* ACTIVITIES
• 1. Copy the part of the long-COVID pupillometry abstract starting with "Participants 20 to" and going on through "whole pupillometric waveform.".
• 2. In the long-COVID pupillometry abstract, turn the paragraph that begins "Pupillary light responses (PLRs) were recorded" into a short list that keeps its main facts.

Virtual Reality-Based Infrared Pupillometry (VIP) for Long-COVID.

PURPOSE

To evaluate the use of virtual reality-based infrared pupillometry (VIP) to detect individuals with long coronavirus disease (LCVD).

DESIGN

Prospective, case-control cross-sectional study.

PARTICIPANTS

Participants 20 to 60 years of age were recruited from a community eye screening program.

METHODS

Pupillary light responses (PLRs) were recorded in response to 3 intensities of light stimuli (L6, L7, and L8) using a virtual reality head-mount display (VRHMD). Nine PLR waveform features for each stimulus were extracted by 2 masked observers and were analyzed statistically. We also used trained, validated, and tested (6:3:1) methods on the entire PLR waveform by machine learning models for 2-class and 3-class classification into LCVD, post-COVID (PCVD), or control groups.

MAIN OUTCOME MEASURES

Accuracies and areas under the receiver operating characteristic curve (AUCs) of individual or a combination of PLR features and machine learning models analyzing PLR features or whole pupillometric waveform.

RESULTS

Pupillary light responses from a total of 185 participants, including 112 in the LCVD group, 44 in the PCVD group, and 29 in the age- and sex-matched control group were analyzed. Models examined the independent effects of age and sex. Constriction time (CT) after the brightest stimulus (L8) is associated significantly with LCVD status (false discovery rate [FDR] < 0.001, 2-way analysis of variance; FDR < 0.05, multinominal logistic regression). The overall accuracy and AUC of CT after L8 alone in differentiating the LCVD group from the control or PCVD group were 0.7808 and 0.8711, respectively, and 0.8654 and 0.8140, respectively. Using cross-validated backward stepwise variable selection, CT after L8, CT after L6, and constriction velocity (CV) after L6 were most useful to detect LCVD, whereas CV after L8 was most useful for distinguishing the PCVD group from other groups. The accuracy and AUC of selected features were 0.8000 and 0.9000 (control vs. LCVD groups) and 0.9062 and 0.9710 (PCVD vs. LCVD groups), respectively, better than when all 27 pupillometric features were combined. A long short-term memory model analyzing whole pupillometric waveform achieved the highest accuracy and AUC at 0.9375 and 1.000 in differentiating the LCVD from PCVD group and a lower accuracy of 0.7838 for 3-class classification (LCVD, PCVD, and control group).

CONCLUSIONS

We report specific pupillometric signatures in differentiating LCVD from PCVD or control groups using a VRHMD. Combining statistical methods to identify specific pupillometric features and machine learning algorithms to analyze the whole pupillometric waveform further enhanced the performance of VIP as a nonintrusive, low-cost, portable, and objective method to detect LCVD.

FINANCIAL DISCLOSURE(S): Proprietary or commercial disclosure may be found in the Footnotes and Disclosures at the end of this article.

* SOURCE DATA
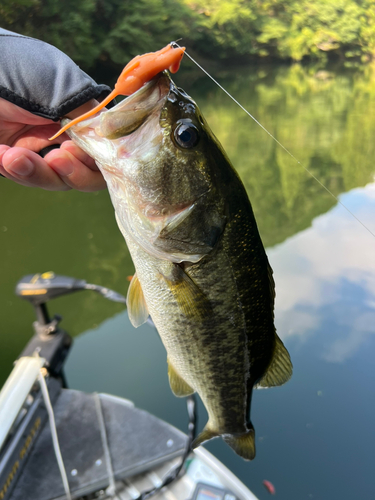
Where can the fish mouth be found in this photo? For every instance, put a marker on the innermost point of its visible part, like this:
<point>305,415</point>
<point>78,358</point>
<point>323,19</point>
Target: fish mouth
<point>130,114</point>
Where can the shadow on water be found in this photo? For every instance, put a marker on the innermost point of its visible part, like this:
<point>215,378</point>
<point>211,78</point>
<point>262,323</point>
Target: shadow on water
<point>314,435</point>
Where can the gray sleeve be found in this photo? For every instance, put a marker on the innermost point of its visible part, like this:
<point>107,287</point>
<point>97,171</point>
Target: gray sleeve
<point>41,79</point>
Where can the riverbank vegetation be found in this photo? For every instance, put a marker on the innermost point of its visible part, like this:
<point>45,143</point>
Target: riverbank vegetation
<point>113,31</point>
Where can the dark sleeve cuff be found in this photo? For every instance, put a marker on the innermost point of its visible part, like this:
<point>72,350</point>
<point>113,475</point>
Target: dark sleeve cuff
<point>41,79</point>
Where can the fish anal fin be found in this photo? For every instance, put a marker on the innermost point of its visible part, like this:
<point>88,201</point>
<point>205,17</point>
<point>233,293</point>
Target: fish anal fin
<point>243,444</point>
<point>280,369</point>
<point>137,308</point>
<point>204,436</point>
<point>179,387</point>
<point>192,302</point>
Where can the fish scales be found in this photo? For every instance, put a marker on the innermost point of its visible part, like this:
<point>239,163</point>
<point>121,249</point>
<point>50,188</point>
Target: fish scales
<point>201,269</point>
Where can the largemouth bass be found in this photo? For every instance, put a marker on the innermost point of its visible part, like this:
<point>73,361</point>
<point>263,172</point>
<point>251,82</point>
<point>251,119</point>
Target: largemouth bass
<point>201,269</point>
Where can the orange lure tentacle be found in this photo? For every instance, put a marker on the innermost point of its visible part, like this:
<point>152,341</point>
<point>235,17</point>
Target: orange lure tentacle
<point>136,73</point>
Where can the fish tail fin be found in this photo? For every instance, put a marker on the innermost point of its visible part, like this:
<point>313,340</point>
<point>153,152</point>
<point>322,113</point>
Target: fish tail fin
<point>205,435</point>
<point>243,445</point>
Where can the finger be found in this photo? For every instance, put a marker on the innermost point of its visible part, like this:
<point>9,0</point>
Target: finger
<point>29,169</point>
<point>79,154</point>
<point>74,172</point>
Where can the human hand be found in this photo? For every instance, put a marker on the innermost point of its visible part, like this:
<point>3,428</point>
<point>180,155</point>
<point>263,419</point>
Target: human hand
<point>23,135</point>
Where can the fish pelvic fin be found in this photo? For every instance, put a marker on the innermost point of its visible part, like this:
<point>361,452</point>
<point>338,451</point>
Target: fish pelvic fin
<point>280,369</point>
<point>137,307</point>
<point>191,301</point>
<point>243,444</point>
<point>205,435</point>
<point>179,387</point>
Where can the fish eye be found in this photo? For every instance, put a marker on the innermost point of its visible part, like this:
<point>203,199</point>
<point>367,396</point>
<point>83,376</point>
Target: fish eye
<point>182,91</point>
<point>186,135</point>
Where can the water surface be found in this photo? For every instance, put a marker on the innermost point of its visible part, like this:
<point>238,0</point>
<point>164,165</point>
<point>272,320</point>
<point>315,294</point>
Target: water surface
<point>314,435</point>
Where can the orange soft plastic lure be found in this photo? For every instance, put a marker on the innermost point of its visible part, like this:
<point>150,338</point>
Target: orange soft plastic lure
<point>136,73</point>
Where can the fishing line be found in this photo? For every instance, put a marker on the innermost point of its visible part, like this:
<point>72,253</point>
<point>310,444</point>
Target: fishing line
<point>175,45</point>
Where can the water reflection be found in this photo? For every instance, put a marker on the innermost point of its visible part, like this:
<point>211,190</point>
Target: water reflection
<point>329,269</point>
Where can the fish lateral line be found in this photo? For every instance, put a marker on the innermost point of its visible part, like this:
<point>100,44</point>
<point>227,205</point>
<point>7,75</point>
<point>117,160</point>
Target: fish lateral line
<point>137,72</point>
<point>175,44</point>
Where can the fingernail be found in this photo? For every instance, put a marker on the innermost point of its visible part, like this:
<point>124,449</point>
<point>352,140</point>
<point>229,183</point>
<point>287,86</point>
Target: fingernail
<point>21,166</point>
<point>61,167</point>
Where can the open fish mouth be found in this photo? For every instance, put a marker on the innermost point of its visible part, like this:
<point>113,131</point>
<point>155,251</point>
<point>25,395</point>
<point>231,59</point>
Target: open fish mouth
<point>115,131</point>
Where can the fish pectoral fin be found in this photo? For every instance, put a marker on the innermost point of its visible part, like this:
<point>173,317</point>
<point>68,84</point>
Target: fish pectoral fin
<point>192,302</point>
<point>137,307</point>
<point>280,369</point>
<point>205,435</point>
<point>179,387</point>
<point>243,445</point>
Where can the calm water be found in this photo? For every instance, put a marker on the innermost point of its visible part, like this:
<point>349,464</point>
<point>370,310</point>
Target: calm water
<point>315,436</point>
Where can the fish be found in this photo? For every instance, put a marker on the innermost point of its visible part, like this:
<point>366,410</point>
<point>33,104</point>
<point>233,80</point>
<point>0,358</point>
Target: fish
<point>202,273</point>
<point>135,74</point>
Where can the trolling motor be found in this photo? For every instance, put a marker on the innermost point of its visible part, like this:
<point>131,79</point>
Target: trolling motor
<point>50,341</point>
<point>94,460</point>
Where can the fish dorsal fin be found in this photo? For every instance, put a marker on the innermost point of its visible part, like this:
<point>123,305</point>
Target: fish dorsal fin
<point>280,369</point>
<point>179,387</point>
<point>137,308</point>
<point>272,283</point>
<point>192,302</point>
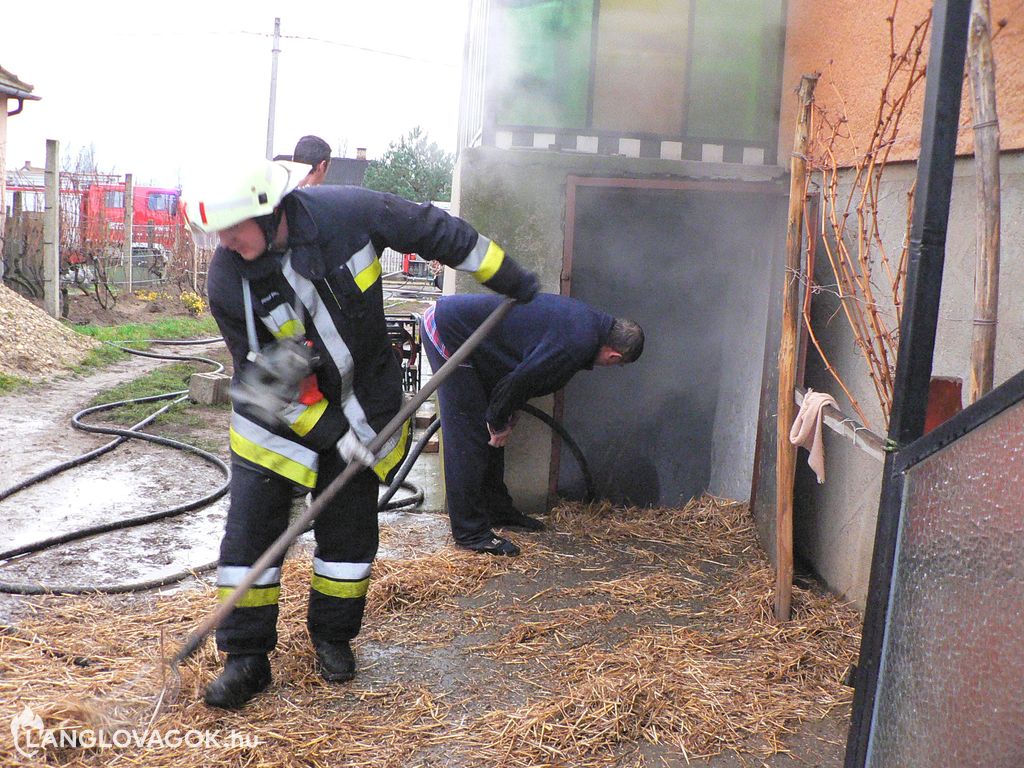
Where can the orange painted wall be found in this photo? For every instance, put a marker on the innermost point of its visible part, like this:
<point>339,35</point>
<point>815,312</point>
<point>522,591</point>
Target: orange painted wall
<point>848,42</point>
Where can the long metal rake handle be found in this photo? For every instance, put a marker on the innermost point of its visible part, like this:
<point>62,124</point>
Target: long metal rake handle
<point>283,542</point>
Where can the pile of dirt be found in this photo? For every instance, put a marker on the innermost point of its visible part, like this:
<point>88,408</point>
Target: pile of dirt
<point>33,343</point>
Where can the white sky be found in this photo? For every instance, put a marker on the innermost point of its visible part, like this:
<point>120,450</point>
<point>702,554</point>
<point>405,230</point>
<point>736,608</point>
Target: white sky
<point>165,89</point>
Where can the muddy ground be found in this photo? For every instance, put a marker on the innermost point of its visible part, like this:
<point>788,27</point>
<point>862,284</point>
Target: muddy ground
<point>137,478</point>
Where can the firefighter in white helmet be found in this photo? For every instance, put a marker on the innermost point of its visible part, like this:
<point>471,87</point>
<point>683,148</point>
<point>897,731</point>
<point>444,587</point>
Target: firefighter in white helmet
<point>295,288</point>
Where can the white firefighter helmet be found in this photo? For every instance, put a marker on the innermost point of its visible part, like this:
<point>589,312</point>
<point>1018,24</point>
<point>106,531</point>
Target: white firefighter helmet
<point>253,190</point>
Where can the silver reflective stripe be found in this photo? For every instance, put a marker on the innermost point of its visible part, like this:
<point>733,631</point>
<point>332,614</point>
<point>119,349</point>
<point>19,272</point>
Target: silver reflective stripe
<point>231,576</point>
<point>475,258</point>
<point>292,412</point>
<point>274,442</point>
<point>336,347</point>
<point>347,571</point>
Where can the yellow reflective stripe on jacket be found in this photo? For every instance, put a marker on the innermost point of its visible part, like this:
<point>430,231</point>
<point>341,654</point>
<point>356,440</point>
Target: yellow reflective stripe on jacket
<point>340,589</point>
<point>393,453</point>
<point>290,329</point>
<point>492,260</point>
<point>307,420</point>
<point>283,323</point>
<point>340,354</point>
<point>256,597</point>
<point>369,275</point>
<point>483,260</point>
<point>365,266</point>
<point>272,452</point>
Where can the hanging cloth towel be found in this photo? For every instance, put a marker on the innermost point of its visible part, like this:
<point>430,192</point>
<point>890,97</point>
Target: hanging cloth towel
<point>806,430</point>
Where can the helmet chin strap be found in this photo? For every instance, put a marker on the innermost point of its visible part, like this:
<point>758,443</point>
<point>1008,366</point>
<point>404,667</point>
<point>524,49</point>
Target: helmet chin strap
<point>268,224</point>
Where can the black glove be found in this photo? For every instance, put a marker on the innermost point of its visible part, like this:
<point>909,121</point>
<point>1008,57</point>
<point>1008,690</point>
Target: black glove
<point>513,281</point>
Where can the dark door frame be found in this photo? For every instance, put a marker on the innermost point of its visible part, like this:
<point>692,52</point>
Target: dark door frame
<point>572,183</point>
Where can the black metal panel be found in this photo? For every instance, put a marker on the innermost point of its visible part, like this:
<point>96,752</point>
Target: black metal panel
<point>928,233</point>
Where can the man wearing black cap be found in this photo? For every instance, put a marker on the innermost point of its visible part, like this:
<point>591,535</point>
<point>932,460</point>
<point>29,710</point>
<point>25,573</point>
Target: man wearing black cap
<point>314,152</point>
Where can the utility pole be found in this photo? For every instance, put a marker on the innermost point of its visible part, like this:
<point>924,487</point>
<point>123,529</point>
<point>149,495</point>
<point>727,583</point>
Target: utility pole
<point>273,88</point>
<point>51,230</point>
<point>129,226</point>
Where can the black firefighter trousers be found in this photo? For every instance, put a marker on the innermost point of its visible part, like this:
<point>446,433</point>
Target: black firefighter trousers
<point>473,471</point>
<point>346,536</point>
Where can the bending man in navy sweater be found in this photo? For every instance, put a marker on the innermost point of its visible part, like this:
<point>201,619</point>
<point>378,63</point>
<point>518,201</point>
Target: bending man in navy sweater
<point>536,350</point>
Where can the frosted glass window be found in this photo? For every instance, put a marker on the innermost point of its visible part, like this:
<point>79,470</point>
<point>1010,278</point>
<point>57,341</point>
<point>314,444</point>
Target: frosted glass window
<point>951,682</point>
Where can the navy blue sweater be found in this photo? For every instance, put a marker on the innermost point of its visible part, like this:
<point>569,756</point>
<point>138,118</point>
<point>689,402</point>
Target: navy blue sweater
<point>535,351</point>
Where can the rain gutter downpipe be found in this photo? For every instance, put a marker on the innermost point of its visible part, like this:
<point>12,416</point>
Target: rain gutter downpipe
<point>918,328</point>
<point>19,93</point>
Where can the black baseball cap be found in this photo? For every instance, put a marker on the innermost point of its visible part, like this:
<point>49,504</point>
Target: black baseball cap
<point>311,150</point>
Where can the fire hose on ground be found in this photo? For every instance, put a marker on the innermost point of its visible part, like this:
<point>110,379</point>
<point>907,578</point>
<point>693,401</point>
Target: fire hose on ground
<point>134,432</point>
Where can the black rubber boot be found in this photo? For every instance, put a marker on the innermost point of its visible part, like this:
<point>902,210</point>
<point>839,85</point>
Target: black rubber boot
<point>495,545</point>
<point>245,675</point>
<point>336,660</point>
<point>510,517</point>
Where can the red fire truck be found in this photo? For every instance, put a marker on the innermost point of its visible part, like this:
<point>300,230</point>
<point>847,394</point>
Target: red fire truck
<point>156,221</point>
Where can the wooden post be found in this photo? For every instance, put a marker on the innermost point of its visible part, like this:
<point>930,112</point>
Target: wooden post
<point>129,225</point>
<point>986,172</point>
<point>785,462</point>
<point>51,230</point>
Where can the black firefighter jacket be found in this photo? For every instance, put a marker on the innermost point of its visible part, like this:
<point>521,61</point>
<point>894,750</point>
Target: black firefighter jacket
<point>326,288</point>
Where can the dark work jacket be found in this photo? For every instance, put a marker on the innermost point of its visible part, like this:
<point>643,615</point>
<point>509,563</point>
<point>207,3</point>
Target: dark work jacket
<point>335,238</point>
<point>535,351</point>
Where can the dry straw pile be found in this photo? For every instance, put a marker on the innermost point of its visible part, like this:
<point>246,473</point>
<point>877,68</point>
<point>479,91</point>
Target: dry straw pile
<point>620,630</point>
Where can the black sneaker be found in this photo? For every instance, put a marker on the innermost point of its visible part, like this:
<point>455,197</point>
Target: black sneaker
<point>494,546</point>
<point>245,675</point>
<point>510,517</point>
<point>336,660</point>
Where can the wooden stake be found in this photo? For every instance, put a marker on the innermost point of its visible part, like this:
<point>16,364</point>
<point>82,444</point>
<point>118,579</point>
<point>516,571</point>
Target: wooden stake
<point>785,461</point>
<point>986,164</point>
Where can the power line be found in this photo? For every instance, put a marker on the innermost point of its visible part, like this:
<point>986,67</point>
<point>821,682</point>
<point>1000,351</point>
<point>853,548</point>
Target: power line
<point>355,47</point>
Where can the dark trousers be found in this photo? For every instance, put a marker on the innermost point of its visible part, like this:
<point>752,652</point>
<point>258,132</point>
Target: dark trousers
<point>474,472</point>
<point>346,540</point>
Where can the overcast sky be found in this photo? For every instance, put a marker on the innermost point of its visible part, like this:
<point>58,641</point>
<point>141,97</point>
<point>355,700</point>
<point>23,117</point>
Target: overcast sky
<point>163,89</point>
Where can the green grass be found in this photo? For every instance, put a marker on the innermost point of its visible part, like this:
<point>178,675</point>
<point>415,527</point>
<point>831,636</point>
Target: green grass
<point>165,379</point>
<point>171,328</point>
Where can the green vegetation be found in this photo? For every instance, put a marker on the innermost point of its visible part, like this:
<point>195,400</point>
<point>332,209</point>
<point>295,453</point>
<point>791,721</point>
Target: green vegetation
<point>169,378</point>
<point>415,168</point>
<point>133,333</point>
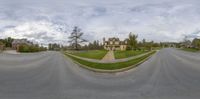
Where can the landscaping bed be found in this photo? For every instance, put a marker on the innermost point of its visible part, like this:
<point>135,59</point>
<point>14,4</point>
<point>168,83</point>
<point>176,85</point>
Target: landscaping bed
<point>112,66</point>
<point>126,54</point>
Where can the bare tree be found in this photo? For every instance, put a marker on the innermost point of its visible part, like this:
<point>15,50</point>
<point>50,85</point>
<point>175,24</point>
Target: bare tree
<point>132,41</point>
<point>75,39</point>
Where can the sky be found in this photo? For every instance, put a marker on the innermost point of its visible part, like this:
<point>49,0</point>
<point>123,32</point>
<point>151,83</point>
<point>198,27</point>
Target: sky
<point>51,21</point>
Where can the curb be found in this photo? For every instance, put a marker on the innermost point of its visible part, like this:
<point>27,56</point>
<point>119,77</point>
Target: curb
<point>110,71</point>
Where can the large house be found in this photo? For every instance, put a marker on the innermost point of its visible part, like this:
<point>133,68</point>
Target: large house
<point>17,42</point>
<point>115,44</point>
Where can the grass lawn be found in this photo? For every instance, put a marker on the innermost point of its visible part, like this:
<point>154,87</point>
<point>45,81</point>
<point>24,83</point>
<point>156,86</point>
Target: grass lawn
<point>111,66</point>
<point>126,54</point>
<point>93,54</point>
<point>190,49</point>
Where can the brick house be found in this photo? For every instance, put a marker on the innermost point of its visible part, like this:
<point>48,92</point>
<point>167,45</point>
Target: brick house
<point>17,42</point>
<point>115,44</point>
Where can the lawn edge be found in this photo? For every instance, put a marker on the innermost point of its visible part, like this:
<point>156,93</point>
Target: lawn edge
<point>111,71</point>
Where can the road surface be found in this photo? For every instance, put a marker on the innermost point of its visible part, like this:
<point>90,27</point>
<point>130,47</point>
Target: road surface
<point>169,74</point>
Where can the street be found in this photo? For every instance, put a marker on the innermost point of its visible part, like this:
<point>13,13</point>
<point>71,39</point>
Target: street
<point>169,74</point>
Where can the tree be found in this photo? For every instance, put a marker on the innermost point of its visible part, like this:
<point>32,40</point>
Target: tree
<point>132,41</point>
<point>75,39</point>
<point>196,43</point>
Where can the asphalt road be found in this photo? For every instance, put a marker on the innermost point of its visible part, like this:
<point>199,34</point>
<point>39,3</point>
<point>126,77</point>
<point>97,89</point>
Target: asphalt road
<point>169,74</point>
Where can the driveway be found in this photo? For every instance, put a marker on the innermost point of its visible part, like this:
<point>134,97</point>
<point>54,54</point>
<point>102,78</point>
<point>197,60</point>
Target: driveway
<point>169,74</point>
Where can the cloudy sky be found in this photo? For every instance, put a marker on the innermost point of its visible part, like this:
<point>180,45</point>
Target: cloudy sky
<point>52,20</point>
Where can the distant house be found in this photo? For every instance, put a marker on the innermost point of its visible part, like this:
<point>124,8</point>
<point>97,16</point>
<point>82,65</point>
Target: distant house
<point>186,44</point>
<point>115,44</point>
<point>17,42</point>
<point>1,46</point>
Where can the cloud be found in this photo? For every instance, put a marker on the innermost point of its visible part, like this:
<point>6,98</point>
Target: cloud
<point>159,20</point>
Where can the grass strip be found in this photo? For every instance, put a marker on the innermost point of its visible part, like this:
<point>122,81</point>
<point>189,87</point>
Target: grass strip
<point>94,54</point>
<point>111,66</point>
<point>190,49</point>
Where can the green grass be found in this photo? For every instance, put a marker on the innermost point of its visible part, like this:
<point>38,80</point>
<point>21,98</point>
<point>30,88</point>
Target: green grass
<point>190,49</point>
<point>93,54</point>
<point>126,54</point>
<point>111,66</point>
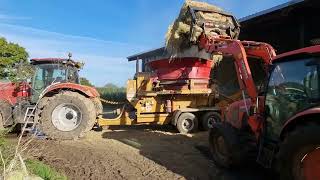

* RESPONSES PER TASK
• 1.
Participants 20 to 60 years of age were recruited from a community eye screening program.

METHODS

Pupillary light responses (PLRs) were recorded in response to 3 intensities of light stimuli (L6, L7, and L8) using a virtual reality head-mount display (VRHMD). Nine PLR waveform features for each stimulus were extracted by 2 masked observers and were analyzed statistically. We also used trained, validated, and tested (6:3:1) methods on the entire PLR waveform by machine learning models for 2-class and 3-class classification into LCVD, post-COVID (PCVD), or control groups.

MAIN OUTCOME MEASURES

Accuracies and areas under the receiver operating characteristic curve (AUCs) of individual or a combination of PLR features and machine learning models analyzing PLR features or whole pupillometric waveform.

• 2.
- Pupillary light responses (PLRs) were recorded with a virtual reality head-mount display (VRHMD) at 3 light intensities: L6, L7, and L8.
- Two masked observers extracted 9 PLR waveform features for each stimulus, and these were analyzed statistically.
- Machine learning models were trained, validated, and tested (6:3:1) on the entire PLR waveform. They sorted participants into long COVID (LCVD), post-COVID (PCVD), or control groups, using both 2-class and 3-class classification.